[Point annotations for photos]
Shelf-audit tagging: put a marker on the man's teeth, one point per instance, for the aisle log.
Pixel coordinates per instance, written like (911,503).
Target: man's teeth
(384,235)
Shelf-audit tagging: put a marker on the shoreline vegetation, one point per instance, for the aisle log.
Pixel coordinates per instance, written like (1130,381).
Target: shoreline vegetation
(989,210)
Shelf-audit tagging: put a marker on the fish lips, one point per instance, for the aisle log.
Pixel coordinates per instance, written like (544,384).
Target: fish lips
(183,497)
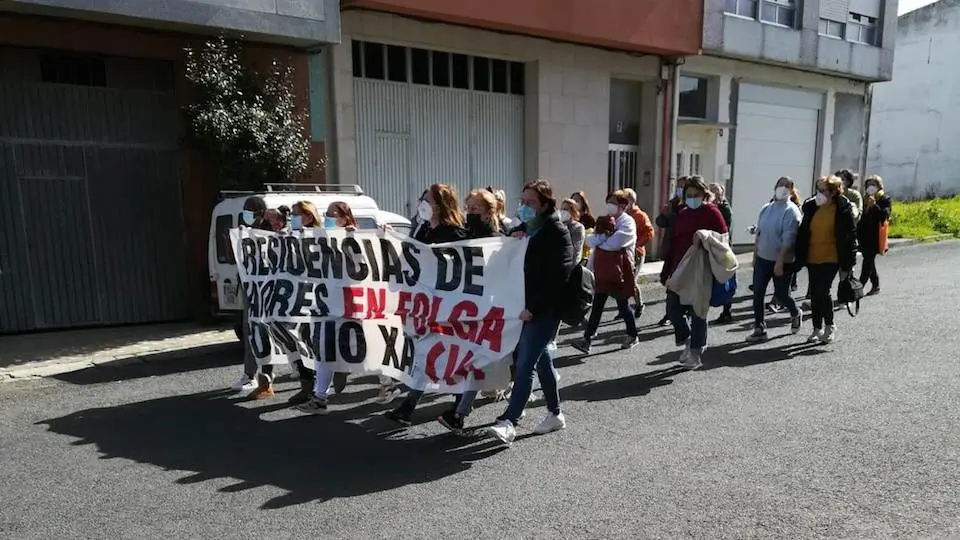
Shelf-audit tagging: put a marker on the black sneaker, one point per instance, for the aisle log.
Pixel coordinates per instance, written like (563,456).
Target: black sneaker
(400,415)
(452,421)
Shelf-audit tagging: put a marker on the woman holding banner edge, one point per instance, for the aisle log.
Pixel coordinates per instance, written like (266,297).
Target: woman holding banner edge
(442,222)
(548,262)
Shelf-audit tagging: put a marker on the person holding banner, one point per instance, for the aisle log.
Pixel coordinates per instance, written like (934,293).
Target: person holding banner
(257,387)
(339,215)
(548,263)
(443,222)
(482,222)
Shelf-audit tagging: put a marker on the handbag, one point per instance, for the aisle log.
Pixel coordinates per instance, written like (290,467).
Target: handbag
(850,292)
(723,293)
(883,244)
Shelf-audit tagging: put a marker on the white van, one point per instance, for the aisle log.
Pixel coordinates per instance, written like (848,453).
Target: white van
(226,215)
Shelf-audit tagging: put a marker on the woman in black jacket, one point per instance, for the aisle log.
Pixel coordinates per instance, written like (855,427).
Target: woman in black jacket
(876,211)
(826,243)
(546,270)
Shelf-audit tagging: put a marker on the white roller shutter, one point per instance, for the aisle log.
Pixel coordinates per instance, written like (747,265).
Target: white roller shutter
(776,136)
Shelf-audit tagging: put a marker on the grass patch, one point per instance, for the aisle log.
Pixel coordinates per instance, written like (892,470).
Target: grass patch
(921,219)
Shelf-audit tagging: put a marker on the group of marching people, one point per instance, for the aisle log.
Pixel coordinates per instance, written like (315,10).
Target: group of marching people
(822,234)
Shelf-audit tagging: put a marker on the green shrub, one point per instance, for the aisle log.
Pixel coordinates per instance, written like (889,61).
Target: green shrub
(925,218)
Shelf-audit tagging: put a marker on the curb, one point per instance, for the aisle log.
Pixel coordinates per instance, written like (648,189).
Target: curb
(60,366)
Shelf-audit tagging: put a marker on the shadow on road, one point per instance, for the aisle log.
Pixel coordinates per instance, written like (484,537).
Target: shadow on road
(311,458)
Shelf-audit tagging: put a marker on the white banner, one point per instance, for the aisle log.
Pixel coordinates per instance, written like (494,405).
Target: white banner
(439,317)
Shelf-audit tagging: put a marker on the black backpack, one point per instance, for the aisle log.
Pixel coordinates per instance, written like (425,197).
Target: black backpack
(578,297)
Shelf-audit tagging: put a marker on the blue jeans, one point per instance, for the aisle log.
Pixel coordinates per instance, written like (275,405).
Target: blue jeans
(762,274)
(685,323)
(532,354)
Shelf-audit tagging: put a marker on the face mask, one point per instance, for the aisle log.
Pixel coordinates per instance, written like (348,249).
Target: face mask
(474,221)
(424,211)
(526,214)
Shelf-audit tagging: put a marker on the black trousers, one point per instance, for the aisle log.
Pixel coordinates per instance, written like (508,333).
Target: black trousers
(821,284)
(869,270)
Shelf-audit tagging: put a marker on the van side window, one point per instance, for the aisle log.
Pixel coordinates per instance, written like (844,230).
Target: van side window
(224,249)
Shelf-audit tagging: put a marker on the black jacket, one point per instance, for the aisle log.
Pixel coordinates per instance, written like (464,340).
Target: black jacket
(440,235)
(845,229)
(869,228)
(547,266)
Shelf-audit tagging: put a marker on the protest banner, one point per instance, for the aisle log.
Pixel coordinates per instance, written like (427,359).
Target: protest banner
(436,317)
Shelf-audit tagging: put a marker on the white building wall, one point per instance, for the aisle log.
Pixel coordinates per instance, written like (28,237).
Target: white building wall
(915,119)
(723,71)
(567,95)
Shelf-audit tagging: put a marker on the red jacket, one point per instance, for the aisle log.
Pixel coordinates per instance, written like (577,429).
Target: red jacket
(613,272)
(688,222)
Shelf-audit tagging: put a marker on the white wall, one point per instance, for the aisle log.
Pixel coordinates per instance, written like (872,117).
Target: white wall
(915,119)
(567,95)
(724,71)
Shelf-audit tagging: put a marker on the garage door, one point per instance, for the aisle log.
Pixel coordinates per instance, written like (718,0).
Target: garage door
(776,136)
(426,117)
(90,226)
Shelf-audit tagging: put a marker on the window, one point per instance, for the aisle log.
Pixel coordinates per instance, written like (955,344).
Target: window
(831,28)
(693,97)
(78,70)
(744,8)
(780,12)
(436,68)
(862,29)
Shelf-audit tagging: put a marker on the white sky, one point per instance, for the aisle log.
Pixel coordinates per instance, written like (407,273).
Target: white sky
(910,5)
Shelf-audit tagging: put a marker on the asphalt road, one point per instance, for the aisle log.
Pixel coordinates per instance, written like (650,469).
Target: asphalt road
(860,439)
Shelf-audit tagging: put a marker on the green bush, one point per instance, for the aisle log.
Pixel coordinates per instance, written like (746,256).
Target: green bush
(925,218)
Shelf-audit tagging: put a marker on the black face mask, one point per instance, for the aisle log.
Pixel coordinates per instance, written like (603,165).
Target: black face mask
(475,221)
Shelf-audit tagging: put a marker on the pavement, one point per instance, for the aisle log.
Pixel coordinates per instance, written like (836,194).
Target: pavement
(858,439)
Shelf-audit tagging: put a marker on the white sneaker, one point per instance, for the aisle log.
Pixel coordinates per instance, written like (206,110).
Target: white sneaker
(244,384)
(830,335)
(550,423)
(504,431)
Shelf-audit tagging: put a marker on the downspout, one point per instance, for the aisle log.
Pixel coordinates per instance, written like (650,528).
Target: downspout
(865,139)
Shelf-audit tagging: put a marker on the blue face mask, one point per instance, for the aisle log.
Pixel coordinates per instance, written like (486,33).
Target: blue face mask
(525,213)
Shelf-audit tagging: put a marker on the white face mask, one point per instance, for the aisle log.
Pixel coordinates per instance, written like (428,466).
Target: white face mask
(424,211)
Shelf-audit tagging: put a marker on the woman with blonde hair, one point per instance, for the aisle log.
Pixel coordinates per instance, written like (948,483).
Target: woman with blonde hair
(826,244)
(443,222)
(877,207)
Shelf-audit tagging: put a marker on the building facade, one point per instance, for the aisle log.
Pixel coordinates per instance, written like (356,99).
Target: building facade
(473,94)
(103,213)
(780,89)
(914,119)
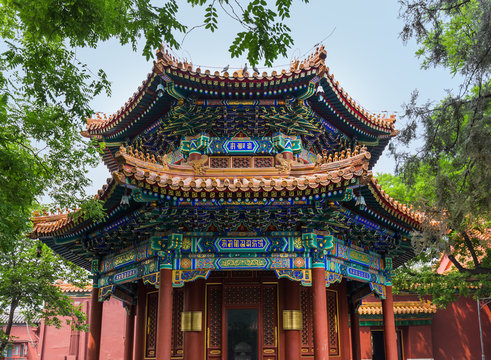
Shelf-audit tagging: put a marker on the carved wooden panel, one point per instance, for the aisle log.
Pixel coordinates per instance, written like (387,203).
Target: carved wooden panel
(241,162)
(219,162)
(307,322)
(214,322)
(307,328)
(222,297)
(270,321)
(151,325)
(177,335)
(262,162)
(332,317)
(242,295)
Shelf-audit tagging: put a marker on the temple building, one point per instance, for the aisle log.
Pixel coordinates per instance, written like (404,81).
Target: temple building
(242,219)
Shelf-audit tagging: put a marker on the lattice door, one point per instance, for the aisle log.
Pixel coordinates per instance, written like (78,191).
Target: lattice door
(308,328)
(222,297)
(151,325)
(177,335)
(332,316)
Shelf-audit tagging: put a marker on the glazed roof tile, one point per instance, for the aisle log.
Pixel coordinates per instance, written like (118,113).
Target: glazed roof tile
(393,206)
(169,69)
(70,288)
(289,176)
(400,308)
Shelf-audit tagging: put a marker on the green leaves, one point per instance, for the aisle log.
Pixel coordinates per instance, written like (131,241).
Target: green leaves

# GIVEN REQUEST
Repeat the records above exactly, leaving out the pictures.

# COMPLETE ANSWER
Shelf-audit tagging: put a marker on the man's teeth, one point per instance, for the aisle log.
Pixel coordinates per instance, written like (911,503).
Target: man's teeth
(384,235)
Shelf-audit tagging: put a marker on the shoreline vegetation, one point per instance, for the aisle log.
Pixel coordinates per instance, written like (1130,381).
Target: shoreline vegetation
(989,210)
Shelf-audit tagging: put a marker on the fish lips, one point per instance, for the aisle log.
Pixel coordinates per instance, written like (544,384).
Target: fish lips
(183,497)
Shelf-audit tagging: put a marker on the black sneaker, one point per instance, for the aisle log.
Pixel coordinates per instance, written like (563,456).
Target: black sneaker
(400,415)
(452,421)
Shelf-audit tagging: put a marker on the woman holding banner edge, one point per instance, for the aisle log.
Pixel coordinates per instance, written like (266,297).
Target: woman holding banner edge
(442,222)
(548,262)
Shelf-audit tagging: put a marker on the person holding banner, one point per instance, for the aisle log.
Pixel coordinates per instance, written like (934,293).
Target: person holding banner
(257,387)
(339,215)
(548,263)
(443,222)
(482,222)
Shelf-audit tagging: put a marker on the handbag, one point per instance, for the aisle log.
Pixel coordinates per instance, written like (290,467).
Target: handbag
(850,292)
(723,293)
(883,244)
Shelf-audit tagging: put a marker on the white van, one point per instance, for the aisle log.
Pixel coordinates per instance, written like (848,453).
Target: white van
(226,215)
Shelf-audit tagging: put a marker on the woman in black jacket, one point per instance, for the aisle log.
Pixel coordinates per instance, written like (855,427).
Target: woman in black jacket
(876,211)
(826,243)
(546,270)
Shelf-audit tagging: put a marker on the white roller shutter, one point per instance, for the aisle log.
Pixel coordinates per instance, written like (747,265).
Target: white roller shutter
(776,136)
Shelf-audit tagging: put a marker on the grass patch, one point per instance, for the aisle log.
Pixel coordinates per instance, written like (892,470).
Target: grass patch
(921,219)
Shelf-audit tagging: put a marker on the group of marching people, one point per instance, for the aisle log.
Pixel coordinates per instance, written like (315,10).
Target: group of marching people
(822,234)
Shelf-audit tagging: put a marker on the green shrub, one point per instance, for the aisle log.
Pixel coordinates per instance, written like (889,61).
Target: green shrub
(925,218)
Shelf-audit tagging: put a marker on the curb, one point per instance, for the aisle log.
Pixel coordinates per instance, written like (648,189).
Target: curb
(60,366)
Shelf-audit tagging: put a marker on the shadow on road, one point per instance, for the aisle log.
Pixel coordinates per instance, written like (484,537).
Target: shadow on road
(311,458)
Shelf-audit tagging: put a marker on the white banner, one point per instance, for the aisle log.
Pixel coordinates per instance, written like (494,405).
Target: white banner
(439,317)
Shelf-audit tagging: put a marker on the black backpack, one point per instance, for the aisle log.
Pixel coordinates per instance, written like (425,197).
Target: black backpack
(578,297)
Shelf-audit tagging: put a marker on the blue jeans, one point per instance, for the aisle log.
Pixel coordinates per instance, written like (275,405).
Target: blue jeans
(762,274)
(685,323)
(532,354)
Shelf-audit tagging: put a marker on the face mask, one point per instance, for the aisle log.
Pixel coordinates per instance, written like (348,249).
Target: face mask
(474,221)
(424,211)
(526,214)
Shelf-audit tagging: put a marker on the black trousers, one point per instance, for the aisle log.
Pixel coordinates per instance, written like (508,333).
Target: black trousers
(821,284)
(869,270)
Shelf-audit tagging: put a marker on the van side window, one point per instance, for the aisle log.
Pixel coordinates per instance, written like (844,230).
Target: van side window
(224,249)
Shelf-audit tagging: put a marker on the black jacket, one point per instance, for the aisle log.
Pixel coordinates per instance, written like (464,340).
Target: black jacket
(440,235)
(845,229)
(869,228)
(547,266)
Shelf-audit tagging: put a marker on the protest banner, one point per instance, for the aisle log.
Pixel coordinates per instance, written like (427,359).
Target: protest banner
(436,317)
Shelf-audit tagging: put a marker on the white building wall, one point per instance, for the aisle log.
Pixel coordinates per instance, written like (28,237).
Target: white building wall
(915,119)
(723,71)
(567,95)
Shelf-audit tagging: put a marker on the red jacket, one point per instance, for the aisle log.
Pixel coordinates per instance, written like (577,429).
Target: red jacket
(613,272)
(688,222)
Shelf-audit tagging: put a marker on the white wall, one point per instance, for the aisle log.
Pixel coordinates per instance, written like (872,117).
Target: white wall
(915,119)
(567,95)
(724,71)
Shelf-audit tagging: put a marker on the garage door, one point per instance, for the aisle log.
Pixel coordinates per instance, written like (718,0).
Target: garage door
(776,136)
(426,117)
(90,226)
Shelf-audit tagging: put a marker on the window, one point per instance, for the aisle log.
Pixel coordinates per instance, written like (955,344).
Target: window
(831,28)
(693,97)
(78,70)
(744,8)
(780,12)
(436,68)
(862,29)
Shelf-audit tagging: put a marker on the white sky, one point per instance, for the aisle log.
Pixel coordinates per instance, written like (407,273).
Target: white sky
(910,5)
Shelf-audit tagging: put a marker on the asphalt road, one point per instance, for the aisle log.
Pixel coordinates per instance, written like (650,469).
Target: asphalt road
(860,439)
Shelf-audit tagging: put a marker on the green bush, one point per instance, for the aisle log.
Pixel coordinates per instance, written like (746,256).
Target: green bush
(925,218)
Shelf-audit tagging: put a marker on the black face mask, one point per instance, for the aisle log.
Pixel coordinates per instance, written like (603,165).
Target: black face mask
(475,221)
Shelf-audit tagging: put a marker on the pavement, one point per instance, for the aisle log.
Pixel coordinates per instance, written like (836,194).
Target: pavement
(858,439)
Shelf-audit tagging: put a marker on the white sneaker, one point per instance, for the aisle log.
Pixel coordinates per instance, written like (206,110).
Target: white sneaker
(244,384)
(830,335)
(550,423)
(504,431)
Shelf-audit tagging: put a marker on the downspout, one point per instance, for the aisle log.
Pixel coordinates per instance, written like (650,528).
Target: downspout
(865,139)
Shelf-audit tagging: put a marker on the blue face mask, one point per instance, for the aisle log.
Pixel coordinates per instance, written like (486,33).
Target: blue face mask
(525,213)
Shelf-audit tagging: put a marker on the white face mask, one point per instance, for the aisle log.
Pixel coordinates per instance, written like (428,466).
Target: white face mask
(424,211)
Shelf-audit tagging: put a marker on the woman with blonde hair, one point per instance, for the aisle log.
Pixel coordinates per instance, written like (948,483).
Target: woman with blonde hair
(826,244)
(443,222)
(877,207)
Shelf-audit tagging: put a marker on the building facade, one point per instance, for the aisle log.
Pixel coordinates per instance, written like (356,99).
Target: building facade
(473,94)
(103,213)
(780,89)
(914,119)
Shelf-audit tagging: put a marker on the carved wooden panel, one point per instance, for the aisle log.
Pixel coordinates per instance, written like (387,203).
Target: carved wooden panel
(241,162)
(219,162)
(307,322)
(214,322)
(307,328)
(222,297)
(270,321)
(151,325)
(177,335)
(262,162)
(332,317)
(242,295)
Shelf-audit tagging: put a marker on the temple building, one point per instance, for the aisle log.
Pixel coordinates per instance, written like (404,81).
Target: temple building
(242,219)
Shelf-audit tagging: put a marker on the lattice door, one point per instance, for the aisle log.
Pixel coordinates per instance, written like (78,191).
Target: lattice door
(308,328)
(222,297)
(151,325)
(177,335)
(332,316)
Shelf-audit tagging: put a marker on the glazed roof tile, one point per instance, for the aisle log.
Pixel coordinates per instance, written like (118,113).
Target: glazed roof tile
(393,206)
(169,69)
(70,288)
(289,176)
(400,308)
Shelf-audit tagging: put a marker on the green leaves, one point per instance, for the aisle log.
Pixel coordinates per instance, written like (131,241).
Target: green leaves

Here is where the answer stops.